• _Data extract_
***

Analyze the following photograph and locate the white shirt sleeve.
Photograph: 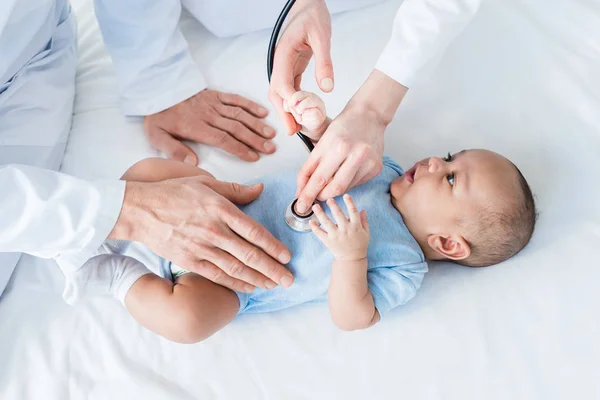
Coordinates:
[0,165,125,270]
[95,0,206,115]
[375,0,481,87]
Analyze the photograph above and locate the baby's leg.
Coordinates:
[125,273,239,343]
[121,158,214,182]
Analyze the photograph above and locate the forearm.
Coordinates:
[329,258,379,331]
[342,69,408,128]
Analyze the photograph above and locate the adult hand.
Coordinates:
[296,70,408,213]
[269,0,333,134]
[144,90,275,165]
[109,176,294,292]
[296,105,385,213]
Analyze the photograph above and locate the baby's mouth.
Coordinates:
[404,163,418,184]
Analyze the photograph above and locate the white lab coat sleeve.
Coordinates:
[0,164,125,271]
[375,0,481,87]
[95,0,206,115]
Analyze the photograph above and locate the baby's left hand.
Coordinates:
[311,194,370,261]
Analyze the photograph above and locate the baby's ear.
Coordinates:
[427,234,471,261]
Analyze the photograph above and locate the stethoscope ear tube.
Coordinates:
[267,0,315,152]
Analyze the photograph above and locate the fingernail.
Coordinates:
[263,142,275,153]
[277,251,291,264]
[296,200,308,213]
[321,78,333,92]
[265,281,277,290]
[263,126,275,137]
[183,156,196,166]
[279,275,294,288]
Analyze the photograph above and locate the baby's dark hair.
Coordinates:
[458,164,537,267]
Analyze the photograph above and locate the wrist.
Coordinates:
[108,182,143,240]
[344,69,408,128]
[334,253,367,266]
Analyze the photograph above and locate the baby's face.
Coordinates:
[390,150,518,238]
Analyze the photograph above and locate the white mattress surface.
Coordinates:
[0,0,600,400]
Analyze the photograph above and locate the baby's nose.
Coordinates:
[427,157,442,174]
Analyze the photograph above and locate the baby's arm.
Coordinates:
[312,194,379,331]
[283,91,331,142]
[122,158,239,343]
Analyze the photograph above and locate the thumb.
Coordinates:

***

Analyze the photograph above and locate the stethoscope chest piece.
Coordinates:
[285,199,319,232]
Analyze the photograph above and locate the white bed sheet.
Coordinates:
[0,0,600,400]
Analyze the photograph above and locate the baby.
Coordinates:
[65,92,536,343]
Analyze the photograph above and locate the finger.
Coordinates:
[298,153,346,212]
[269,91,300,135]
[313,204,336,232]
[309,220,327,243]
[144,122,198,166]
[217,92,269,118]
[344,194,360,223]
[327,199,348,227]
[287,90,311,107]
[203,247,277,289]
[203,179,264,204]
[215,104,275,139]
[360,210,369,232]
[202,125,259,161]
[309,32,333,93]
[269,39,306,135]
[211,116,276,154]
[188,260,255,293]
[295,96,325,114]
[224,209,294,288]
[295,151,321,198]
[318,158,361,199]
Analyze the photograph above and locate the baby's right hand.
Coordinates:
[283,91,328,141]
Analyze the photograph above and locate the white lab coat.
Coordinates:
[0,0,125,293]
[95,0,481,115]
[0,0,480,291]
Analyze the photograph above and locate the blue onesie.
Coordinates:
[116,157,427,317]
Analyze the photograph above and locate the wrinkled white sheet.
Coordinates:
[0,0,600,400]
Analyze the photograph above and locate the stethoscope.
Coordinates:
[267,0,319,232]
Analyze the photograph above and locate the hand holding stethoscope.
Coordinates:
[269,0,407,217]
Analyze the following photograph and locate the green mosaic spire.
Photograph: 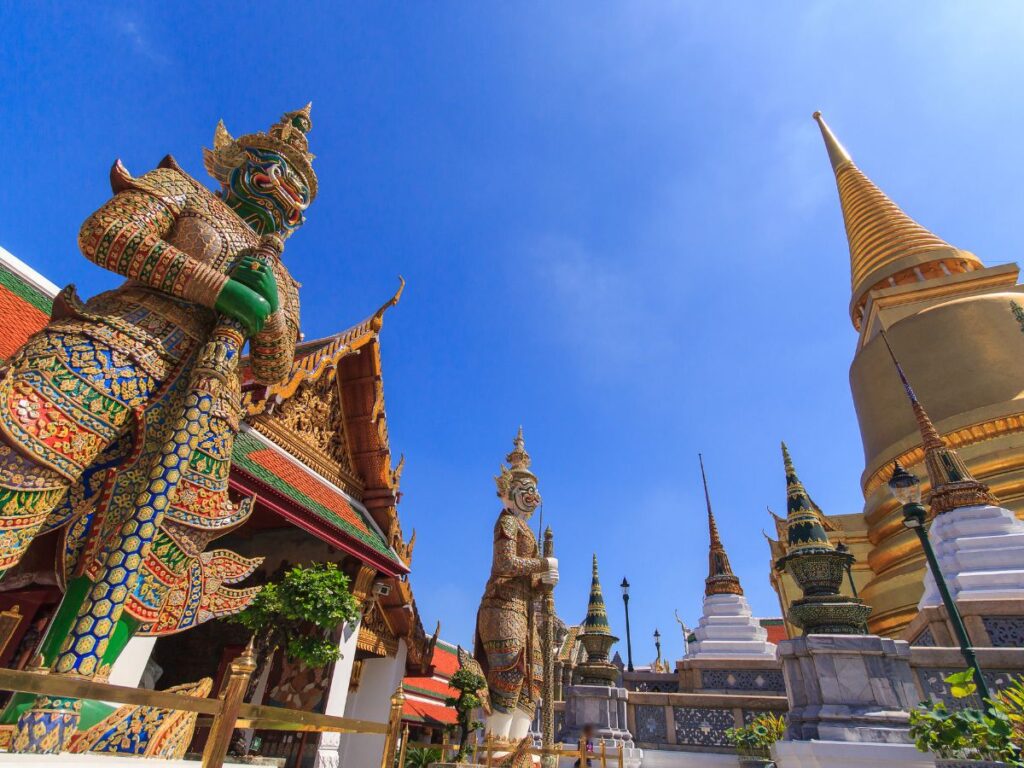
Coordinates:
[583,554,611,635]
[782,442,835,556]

***

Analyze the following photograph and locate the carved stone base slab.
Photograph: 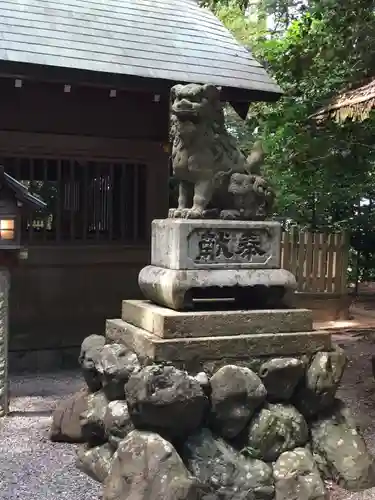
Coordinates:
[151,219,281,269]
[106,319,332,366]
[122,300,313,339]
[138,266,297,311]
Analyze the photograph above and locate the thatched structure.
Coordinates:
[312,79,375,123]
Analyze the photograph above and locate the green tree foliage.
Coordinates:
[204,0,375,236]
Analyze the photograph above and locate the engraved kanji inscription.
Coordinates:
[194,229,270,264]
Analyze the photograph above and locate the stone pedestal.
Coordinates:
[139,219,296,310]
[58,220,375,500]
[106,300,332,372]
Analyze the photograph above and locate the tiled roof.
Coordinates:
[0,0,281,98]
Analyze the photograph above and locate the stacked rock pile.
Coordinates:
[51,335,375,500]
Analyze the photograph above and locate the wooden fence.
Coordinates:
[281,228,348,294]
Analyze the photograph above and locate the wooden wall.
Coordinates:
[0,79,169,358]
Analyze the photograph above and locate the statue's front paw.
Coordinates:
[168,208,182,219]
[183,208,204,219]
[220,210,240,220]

***

• _The problem_
Count how many lines in the records above contain the string "green", matching case exactly. Reply with the number only.

• _Correct output_
2